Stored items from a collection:
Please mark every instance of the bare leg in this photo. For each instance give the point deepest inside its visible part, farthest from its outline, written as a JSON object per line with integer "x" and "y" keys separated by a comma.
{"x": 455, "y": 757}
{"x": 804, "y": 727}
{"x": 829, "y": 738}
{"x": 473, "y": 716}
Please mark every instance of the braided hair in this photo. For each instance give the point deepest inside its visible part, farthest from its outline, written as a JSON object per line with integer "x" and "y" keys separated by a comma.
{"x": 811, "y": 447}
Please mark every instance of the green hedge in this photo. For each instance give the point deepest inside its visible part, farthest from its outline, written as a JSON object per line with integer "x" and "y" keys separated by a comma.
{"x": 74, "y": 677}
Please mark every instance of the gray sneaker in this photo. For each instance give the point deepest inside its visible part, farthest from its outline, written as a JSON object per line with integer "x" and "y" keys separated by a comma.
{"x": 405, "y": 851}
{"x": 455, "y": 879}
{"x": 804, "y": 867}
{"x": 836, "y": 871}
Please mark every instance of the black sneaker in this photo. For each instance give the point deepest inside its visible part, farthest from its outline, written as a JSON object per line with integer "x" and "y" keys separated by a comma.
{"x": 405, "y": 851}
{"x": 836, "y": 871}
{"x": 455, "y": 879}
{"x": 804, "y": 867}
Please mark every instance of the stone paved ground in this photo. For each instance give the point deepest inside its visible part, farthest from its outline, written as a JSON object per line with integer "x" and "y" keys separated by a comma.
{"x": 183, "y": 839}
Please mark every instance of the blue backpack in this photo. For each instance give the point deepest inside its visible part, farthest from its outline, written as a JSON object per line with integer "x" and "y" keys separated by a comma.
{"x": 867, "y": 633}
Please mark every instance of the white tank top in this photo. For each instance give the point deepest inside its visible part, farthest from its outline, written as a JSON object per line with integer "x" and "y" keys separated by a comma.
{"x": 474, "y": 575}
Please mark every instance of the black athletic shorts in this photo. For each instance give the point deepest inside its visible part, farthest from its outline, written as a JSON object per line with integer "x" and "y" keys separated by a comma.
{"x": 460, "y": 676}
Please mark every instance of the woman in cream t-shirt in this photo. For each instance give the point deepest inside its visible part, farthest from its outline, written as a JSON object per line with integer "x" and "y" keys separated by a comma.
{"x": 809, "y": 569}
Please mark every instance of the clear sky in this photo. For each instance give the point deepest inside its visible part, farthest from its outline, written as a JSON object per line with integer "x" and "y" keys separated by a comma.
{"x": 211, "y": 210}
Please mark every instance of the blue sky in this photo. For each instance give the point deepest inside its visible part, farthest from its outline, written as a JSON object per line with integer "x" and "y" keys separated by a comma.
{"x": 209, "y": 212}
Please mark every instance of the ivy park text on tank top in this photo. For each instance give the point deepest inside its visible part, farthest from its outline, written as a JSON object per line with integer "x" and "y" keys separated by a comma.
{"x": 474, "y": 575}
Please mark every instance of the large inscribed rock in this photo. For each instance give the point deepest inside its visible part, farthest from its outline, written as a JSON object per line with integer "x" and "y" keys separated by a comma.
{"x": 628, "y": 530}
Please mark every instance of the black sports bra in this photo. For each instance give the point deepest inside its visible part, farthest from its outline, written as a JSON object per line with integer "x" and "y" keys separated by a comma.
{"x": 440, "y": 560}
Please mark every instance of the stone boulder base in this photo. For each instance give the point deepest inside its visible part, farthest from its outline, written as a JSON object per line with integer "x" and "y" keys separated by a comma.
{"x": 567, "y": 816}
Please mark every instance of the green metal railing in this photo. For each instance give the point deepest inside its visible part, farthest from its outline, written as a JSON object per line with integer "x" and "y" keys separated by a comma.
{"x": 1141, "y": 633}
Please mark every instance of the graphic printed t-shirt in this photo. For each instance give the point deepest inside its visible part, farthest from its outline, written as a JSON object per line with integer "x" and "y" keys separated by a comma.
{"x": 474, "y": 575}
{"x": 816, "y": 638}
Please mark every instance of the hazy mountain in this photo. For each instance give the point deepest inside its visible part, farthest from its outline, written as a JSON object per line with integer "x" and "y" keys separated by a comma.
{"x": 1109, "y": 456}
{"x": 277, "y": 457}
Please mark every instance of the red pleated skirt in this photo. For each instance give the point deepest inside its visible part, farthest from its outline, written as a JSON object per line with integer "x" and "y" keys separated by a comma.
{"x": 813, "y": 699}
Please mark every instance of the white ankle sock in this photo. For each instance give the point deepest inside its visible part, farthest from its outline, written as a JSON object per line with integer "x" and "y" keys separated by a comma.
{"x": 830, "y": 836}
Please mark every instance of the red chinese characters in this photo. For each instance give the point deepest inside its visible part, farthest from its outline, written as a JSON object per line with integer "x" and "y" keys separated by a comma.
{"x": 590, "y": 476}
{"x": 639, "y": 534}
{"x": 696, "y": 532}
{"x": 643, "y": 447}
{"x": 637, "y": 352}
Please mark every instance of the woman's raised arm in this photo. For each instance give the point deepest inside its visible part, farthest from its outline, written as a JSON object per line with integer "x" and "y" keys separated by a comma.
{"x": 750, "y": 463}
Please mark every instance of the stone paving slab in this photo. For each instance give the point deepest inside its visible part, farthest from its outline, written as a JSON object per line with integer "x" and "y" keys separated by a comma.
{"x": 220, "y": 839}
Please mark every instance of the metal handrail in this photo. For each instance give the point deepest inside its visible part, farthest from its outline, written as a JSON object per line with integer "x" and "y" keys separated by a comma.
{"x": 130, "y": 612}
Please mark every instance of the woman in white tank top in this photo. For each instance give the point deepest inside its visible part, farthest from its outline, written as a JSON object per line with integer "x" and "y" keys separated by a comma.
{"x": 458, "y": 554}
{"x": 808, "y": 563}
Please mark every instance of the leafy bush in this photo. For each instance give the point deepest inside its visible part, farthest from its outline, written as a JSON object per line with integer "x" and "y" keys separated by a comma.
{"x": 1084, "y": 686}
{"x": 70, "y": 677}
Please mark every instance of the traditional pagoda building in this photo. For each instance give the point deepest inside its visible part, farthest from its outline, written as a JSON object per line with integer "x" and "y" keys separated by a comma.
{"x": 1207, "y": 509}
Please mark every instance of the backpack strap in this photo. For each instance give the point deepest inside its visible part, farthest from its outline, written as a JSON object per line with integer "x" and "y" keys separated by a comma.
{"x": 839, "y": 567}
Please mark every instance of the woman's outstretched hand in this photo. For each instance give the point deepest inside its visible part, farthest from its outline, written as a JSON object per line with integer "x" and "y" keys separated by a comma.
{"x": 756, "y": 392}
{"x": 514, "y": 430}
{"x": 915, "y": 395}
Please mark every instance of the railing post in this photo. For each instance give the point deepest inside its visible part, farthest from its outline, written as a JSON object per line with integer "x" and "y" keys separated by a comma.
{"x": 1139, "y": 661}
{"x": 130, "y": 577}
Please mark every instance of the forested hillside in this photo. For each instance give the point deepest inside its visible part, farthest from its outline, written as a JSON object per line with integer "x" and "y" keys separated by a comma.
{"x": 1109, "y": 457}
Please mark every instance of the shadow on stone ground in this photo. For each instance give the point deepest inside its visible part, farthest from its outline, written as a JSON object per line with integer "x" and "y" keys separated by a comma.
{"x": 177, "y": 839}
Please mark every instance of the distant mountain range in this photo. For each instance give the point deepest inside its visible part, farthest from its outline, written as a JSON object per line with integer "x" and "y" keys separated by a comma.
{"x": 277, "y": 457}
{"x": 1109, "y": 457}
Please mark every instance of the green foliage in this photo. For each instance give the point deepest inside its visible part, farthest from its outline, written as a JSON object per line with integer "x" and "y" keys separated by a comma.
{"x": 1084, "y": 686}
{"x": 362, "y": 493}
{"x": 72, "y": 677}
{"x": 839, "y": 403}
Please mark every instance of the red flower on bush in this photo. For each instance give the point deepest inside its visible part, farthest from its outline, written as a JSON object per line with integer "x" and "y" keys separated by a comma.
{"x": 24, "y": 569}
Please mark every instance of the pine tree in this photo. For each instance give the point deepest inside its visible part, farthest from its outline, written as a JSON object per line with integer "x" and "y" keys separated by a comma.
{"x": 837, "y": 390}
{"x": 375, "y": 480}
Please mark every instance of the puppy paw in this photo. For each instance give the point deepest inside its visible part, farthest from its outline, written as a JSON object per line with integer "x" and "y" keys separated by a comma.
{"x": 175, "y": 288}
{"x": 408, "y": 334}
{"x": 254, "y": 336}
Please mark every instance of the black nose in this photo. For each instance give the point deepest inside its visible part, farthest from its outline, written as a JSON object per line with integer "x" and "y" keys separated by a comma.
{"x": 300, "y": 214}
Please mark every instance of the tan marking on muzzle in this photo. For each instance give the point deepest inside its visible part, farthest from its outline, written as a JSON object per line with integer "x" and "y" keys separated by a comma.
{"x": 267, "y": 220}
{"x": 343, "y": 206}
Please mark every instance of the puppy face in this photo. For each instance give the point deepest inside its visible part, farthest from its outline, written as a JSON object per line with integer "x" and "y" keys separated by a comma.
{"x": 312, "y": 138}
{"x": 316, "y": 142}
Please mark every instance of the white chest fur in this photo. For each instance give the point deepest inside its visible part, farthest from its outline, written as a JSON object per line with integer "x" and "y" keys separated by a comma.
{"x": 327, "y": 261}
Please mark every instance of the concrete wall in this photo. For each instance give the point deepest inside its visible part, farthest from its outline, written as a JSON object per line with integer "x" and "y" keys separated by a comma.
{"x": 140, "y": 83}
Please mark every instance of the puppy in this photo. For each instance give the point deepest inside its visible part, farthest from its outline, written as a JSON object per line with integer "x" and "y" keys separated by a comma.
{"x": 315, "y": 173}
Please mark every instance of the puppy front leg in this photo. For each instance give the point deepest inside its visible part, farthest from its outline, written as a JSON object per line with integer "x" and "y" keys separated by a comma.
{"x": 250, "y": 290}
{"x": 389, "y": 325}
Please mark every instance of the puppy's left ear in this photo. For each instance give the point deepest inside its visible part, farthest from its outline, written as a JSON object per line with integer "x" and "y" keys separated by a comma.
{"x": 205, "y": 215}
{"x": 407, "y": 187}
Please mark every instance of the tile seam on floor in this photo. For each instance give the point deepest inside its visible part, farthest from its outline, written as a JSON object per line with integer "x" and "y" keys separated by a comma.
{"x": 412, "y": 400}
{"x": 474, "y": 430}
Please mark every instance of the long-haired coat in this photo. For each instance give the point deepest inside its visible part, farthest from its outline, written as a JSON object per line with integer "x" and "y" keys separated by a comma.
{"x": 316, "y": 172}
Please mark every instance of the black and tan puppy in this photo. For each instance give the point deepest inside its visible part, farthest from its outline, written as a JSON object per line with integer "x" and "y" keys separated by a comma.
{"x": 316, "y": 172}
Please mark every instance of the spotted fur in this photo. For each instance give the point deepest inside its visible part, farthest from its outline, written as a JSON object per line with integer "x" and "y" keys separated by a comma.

→ **EXERCISE OBJECTIVE**
Find "Please mark every instance of the black and" in the data above, then repeat that line and all lines after it exactly, ending with the final line.

→ **PROBLEM SOLUTION**
Please mark every instance of the black and tan puppy in this photo. For each instance give the point deepest inside its visible part, farthest from its outline, written as a JSON object per line with integer "x" and "y" keys separated by a comma.
{"x": 316, "y": 172}
Please mark every instance of the spotted fur in this photo. For each instance give the point deepest inside its visible part, farthest from its outline, written as a JSON object per line with integer "x" and "y" keys separated by a comma.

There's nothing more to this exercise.